## Instruction:
Copy out the material below, swapping each "phrase" for "description" and changing nothing else.

— Begin Supplied records —

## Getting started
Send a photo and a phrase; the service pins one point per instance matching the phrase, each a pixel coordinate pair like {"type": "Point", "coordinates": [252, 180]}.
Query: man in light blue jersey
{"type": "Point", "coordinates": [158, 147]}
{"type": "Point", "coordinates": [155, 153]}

— End Supplied records —

## Exercise answer:
## Getting started
Send a photo and a description; the service pins one point per instance matching the description, each a pixel coordinate pair like {"type": "Point", "coordinates": [252, 180]}.
Query: man in light blue jersey
{"type": "Point", "coordinates": [158, 147]}
{"type": "Point", "coordinates": [155, 153]}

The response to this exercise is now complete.